* _What is required_: Please return each row below that contains the word "white", copying the full line. Matching is case-sensitive, so a form with different capitalization doesn't count.

* _Records shown_:
========
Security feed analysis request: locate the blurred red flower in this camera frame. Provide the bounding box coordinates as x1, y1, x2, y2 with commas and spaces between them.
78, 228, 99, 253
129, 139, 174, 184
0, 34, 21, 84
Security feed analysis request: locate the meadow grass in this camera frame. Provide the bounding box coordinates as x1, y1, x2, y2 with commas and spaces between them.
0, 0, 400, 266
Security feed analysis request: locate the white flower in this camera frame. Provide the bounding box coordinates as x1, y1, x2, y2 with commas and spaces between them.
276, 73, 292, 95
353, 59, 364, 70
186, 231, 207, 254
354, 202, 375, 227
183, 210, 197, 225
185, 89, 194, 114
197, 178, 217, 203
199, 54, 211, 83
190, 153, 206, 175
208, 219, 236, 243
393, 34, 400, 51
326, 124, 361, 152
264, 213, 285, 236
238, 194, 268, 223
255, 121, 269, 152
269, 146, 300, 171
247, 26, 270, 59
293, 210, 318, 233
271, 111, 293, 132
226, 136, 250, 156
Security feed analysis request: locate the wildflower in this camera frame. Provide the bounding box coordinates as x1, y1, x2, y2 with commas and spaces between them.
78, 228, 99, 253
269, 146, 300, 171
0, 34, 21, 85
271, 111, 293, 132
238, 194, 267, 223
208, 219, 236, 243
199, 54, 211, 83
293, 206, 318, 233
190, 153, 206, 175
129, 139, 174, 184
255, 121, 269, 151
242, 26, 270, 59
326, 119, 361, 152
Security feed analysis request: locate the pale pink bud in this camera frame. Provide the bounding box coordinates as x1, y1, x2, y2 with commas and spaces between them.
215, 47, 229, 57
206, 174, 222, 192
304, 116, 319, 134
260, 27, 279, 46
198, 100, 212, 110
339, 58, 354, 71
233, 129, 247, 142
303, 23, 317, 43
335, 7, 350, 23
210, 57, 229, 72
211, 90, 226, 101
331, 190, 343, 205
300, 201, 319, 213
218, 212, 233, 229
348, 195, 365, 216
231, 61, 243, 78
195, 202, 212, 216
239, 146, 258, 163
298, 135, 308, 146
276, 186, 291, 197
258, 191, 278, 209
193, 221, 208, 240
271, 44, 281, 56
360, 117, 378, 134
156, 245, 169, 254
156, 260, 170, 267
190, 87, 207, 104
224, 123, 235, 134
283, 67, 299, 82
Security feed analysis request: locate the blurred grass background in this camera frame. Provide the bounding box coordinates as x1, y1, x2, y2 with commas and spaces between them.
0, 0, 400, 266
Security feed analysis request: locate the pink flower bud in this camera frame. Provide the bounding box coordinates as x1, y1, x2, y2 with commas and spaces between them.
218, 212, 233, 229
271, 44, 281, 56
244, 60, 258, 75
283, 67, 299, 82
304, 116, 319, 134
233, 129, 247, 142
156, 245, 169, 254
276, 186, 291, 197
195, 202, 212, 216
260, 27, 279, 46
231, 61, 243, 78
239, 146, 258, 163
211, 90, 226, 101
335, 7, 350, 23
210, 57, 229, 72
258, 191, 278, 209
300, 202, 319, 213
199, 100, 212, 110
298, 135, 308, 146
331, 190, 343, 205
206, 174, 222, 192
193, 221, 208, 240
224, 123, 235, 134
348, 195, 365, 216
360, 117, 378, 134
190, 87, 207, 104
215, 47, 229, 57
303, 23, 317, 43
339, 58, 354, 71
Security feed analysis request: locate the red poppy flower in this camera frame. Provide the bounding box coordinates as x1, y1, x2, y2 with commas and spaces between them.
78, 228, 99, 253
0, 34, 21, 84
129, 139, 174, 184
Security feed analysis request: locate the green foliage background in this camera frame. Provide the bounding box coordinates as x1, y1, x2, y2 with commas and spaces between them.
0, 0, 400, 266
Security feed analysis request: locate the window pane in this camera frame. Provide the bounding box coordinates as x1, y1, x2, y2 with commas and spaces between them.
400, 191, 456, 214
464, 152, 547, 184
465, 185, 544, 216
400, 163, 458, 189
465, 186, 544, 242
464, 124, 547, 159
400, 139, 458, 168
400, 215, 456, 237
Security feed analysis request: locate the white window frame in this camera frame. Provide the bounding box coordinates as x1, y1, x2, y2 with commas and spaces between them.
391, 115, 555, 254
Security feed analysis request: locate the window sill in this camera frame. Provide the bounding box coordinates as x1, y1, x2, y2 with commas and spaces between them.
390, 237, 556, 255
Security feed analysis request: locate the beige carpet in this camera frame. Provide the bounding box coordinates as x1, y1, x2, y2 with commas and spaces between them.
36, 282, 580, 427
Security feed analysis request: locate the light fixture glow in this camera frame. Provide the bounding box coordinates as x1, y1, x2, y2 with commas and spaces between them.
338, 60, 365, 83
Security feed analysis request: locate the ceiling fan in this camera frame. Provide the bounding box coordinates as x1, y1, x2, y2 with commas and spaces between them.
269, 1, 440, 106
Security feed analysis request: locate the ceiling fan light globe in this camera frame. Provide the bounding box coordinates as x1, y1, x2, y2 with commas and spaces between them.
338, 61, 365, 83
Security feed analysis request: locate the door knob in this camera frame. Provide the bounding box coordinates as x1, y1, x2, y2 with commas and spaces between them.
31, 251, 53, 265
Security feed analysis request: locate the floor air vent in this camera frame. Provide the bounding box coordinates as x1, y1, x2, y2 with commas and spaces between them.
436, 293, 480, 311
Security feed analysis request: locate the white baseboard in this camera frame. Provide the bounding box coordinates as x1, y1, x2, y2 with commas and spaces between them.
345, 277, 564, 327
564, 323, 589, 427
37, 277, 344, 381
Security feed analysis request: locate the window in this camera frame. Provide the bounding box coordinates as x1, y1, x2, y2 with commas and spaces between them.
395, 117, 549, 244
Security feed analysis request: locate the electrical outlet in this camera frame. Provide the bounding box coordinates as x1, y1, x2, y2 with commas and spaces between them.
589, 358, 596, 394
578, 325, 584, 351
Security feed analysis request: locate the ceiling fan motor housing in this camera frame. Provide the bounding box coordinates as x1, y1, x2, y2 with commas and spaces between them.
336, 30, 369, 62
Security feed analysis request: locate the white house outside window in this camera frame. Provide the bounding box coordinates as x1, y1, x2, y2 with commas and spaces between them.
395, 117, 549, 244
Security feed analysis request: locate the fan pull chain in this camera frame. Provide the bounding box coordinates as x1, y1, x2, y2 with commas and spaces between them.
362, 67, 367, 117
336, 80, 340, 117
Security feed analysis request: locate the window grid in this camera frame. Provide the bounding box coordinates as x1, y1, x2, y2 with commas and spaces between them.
========
* _Exercise output_:
Security feed analysis request: locate the white flower in this camera frame. Provide the bounding box coordinates as x1, y1, x2, y2 with commas and spaces between them.
Security feed analysis request: locate the white window frame in this camera frame. Provide the bounding box coordinates as x1, y1, x2, y2 with commas and spaces between them.
Security feed analysis request: locate the white baseboard in this camera frame. Provide the bounding box coordinates as x1, y1, x2, y2 with commas and spaces between them.
Security feed analysis request: locate the white house outside window in this camera frame. Provide the bounding box coordinates as x1, y1, x2, y2 with commas and spaces between them.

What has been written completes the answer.